• EXERCISE DESCRIPTION:
Each record must be retyped word for word.

────

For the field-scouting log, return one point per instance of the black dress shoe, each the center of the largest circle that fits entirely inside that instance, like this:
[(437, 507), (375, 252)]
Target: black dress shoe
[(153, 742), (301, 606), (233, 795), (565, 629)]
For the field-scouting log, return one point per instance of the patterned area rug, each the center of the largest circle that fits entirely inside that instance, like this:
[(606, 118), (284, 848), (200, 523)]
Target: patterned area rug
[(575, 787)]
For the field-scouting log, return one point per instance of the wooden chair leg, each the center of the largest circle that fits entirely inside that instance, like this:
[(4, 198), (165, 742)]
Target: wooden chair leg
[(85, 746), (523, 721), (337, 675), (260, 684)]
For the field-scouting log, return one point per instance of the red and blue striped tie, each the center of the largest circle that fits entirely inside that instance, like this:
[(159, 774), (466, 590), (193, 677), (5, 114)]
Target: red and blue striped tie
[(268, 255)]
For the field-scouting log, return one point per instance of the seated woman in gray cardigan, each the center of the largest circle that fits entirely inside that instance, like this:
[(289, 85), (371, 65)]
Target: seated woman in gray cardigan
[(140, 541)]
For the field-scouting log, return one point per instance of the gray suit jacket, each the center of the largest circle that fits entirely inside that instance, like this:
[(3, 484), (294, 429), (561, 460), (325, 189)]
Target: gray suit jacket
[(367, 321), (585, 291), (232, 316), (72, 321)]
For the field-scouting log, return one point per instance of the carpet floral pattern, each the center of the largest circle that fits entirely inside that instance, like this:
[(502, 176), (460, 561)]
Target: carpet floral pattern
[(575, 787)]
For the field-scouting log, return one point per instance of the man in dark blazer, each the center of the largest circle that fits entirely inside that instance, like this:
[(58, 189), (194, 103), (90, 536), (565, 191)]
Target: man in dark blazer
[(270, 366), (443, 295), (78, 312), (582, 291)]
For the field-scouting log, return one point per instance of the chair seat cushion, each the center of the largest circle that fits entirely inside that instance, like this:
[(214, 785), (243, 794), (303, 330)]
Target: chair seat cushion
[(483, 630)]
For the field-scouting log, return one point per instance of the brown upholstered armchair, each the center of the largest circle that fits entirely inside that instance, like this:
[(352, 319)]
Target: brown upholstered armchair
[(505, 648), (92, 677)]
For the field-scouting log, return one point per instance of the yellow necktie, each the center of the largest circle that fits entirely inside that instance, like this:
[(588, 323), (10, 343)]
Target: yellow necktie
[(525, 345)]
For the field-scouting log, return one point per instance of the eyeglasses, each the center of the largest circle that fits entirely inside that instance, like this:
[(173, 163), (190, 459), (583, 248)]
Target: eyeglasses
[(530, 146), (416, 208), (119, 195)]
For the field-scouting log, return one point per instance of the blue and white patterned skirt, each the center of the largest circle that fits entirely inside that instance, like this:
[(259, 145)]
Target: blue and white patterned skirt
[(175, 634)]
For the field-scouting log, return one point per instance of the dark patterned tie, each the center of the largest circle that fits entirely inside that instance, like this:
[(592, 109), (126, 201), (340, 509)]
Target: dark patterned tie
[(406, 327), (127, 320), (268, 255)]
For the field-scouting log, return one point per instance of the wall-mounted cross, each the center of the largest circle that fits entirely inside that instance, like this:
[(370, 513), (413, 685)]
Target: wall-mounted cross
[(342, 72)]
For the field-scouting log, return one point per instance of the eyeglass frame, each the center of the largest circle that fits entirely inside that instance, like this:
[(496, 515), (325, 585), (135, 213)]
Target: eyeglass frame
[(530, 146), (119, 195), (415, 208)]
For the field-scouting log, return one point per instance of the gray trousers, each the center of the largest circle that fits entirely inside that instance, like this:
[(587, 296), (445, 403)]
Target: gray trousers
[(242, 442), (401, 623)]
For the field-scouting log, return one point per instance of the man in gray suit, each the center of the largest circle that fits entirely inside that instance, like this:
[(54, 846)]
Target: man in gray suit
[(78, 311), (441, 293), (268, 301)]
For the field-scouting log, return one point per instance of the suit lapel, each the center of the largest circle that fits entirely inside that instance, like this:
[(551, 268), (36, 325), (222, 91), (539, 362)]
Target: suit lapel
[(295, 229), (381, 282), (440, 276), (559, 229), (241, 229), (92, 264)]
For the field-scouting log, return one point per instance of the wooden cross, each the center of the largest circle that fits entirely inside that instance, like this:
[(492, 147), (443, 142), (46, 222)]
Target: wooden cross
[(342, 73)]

────

• RESULT FOR THIS EXERCISE:
For the field-scouting log, return one point per instance of the black dress shoe, each the center of the largest circle that fits entirely inside that instance, like this:
[(437, 507), (375, 252)]
Target: black dress shoe
[(153, 742), (301, 606), (233, 795), (565, 629)]
For the field-scouting log, return one point per instance of the patterned area rug, each the center of the largest circle that fits entirely inside that instance, like this:
[(606, 118), (284, 848), (200, 523)]
Target: patterned area rug
[(575, 787)]
For the field-scouting log, return one point per instance of the wooden chair leg, each the center of the largest circle that fits entirely inside that instance, like this:
[(4, 198), (165, 742)]
Target: wooden chair leg
[(85, 746), (523, 721), (337, 675), (260, 684)]
For the field-scouting log, return one point per instance of the red and blue striped tie, each the center of the largest circle that fits entirely inside that instance, like this:
[(159, 774), (466, 590), (193, 677), (5, 114)]
Target: red and blue striped tie
[(268, 255)]
For the field-scouting log, return one point per instance of the seated woman in gray cardigan, each the center of the largest circle that fits entirely inside that instance, like this:
[(289, 85), (371, 65)]
Target: seated woman in gray cardigan
[(140, 541)]
For the field-scouting log, return one point per instance of the gray suit jacket, each the center of the largest circle that fits entirely inside that instance, like this:
[(3, 484), (294, 429), (561, 460), (325, 189)]
Target: gray suit jacket
[(367, 321), (585, 291), (232, 316), (72, 321)]
For the field-scouting log, return one point per instance of the carpet floral pattern, each the center of the largest circle that fits entirely inside that instance, like this:
[(502, 176), (460, 561)]
Target: carpet floral pattern
[(575, 787)]
For the field-scouting log, return one point per instance of the man in dark blazer, each the center of the largest circle that fits entirely inside that instance, like this:
[(58, 189), (194, 103), (90, 536), (565, 191)]
Target: man in dark blazer
[(270, 366), (443, 295), (78, 312), (582, 291)]
For the field-scouting log, return one point per instance of the chair seat cushion, each the center of the largest circle that fits entirely inside that instance, like this:
[(214, 785), (243, 794), (303, 330)]
Target: chair seat cushion
[(483, 630)]
For the field-scouting log, return one point per instance of the brown upholstered armchair, each the center of the largest circle that fits entirely inside that instance, like this:
[(352, 319)]
Target: brown upholstered armchair
[(505, 648), (92, 677)]
For the field-scouting log, return one point per instance of the yellow necktie, each the center of the largest circle that fits entirely inside that instance, like this:
[(588, 323), (10, 343)]
Target: yellow necktie
[(525, 345)]
For the field-scouting log, return one point per instance of the eyeglasses, each the center of the largest circle that fits entirely inside that instance, like this:
[(173, 163), (190, 459), (583, 248)]
Target: eyeglasses
[(530, 146), (416, 208), (119, 195)]
For the field-scouting log, return one point per instance of the blue and white patterned skirt, each the center of the largest circle that fits entirely inside that instance, like this:
[(259, 145)]
Target: blue and white patterned skirt
[(175, 634)]
For the field-scouting log, return one point per instance of the dark patterned tie, each the center of the largest circle that fits entirely inside that instance, like this:
[(592, 109), (126, 201), (340, 509)]
Target: dark patterned tie
[(406, 327), (127, 320), (268, 255)]
For the field-scouting log, return one point per instance of the wall-mounted cross, each the center of the largest circle that fits entirely inside that instance, like this:
[(370, 513), (413, 685)]
Target: wall-mounted cross
[(342, 72)]
For the field-scouting log, return one point per instance of the eyeglass frame, each the center of the largest circle that fits entirely inside that instance, like this:
[(496, 515), (325, 585), (135, 213)]
Target: eyeglass frame
[(530, 146), (119, 195), (415, 208)]
For the field-scouting log, return one point per instance of the gray trousers, each the center of the largest circle that fits entirely inside that instance, like this:
[(587, 296), (445, 403)]
Target: gray trousers
[(242, 442), (401, 623)]
For the field-scouting log, return one point per instance of the man in gray suit, each the center of the largest circle that fits entirely inside that instance, like this:
[(54, 846)]
Target: man in gray suit
[(78, 311), (441, 293), (268, 301)]
For the field-scouting log, return one point per instance of the suit lapel, each the center of the largest circle that fits entirely inside that instance, like this:
[(551, 268), (36, 325), (222, 91), (539, 362)]
Target: suit lapel
[(295, 229), (381, 282), (440, 276), (559, 229), (241, 229), (92, 264)]
For the field-scouting log, return one point per instance of the wooden cross, each the center of the largest circle that fits entirely inside that instance, like this:
[(492, 147), (443, 142), (46, 222)]
Target: wooden cross
[(342, 73)]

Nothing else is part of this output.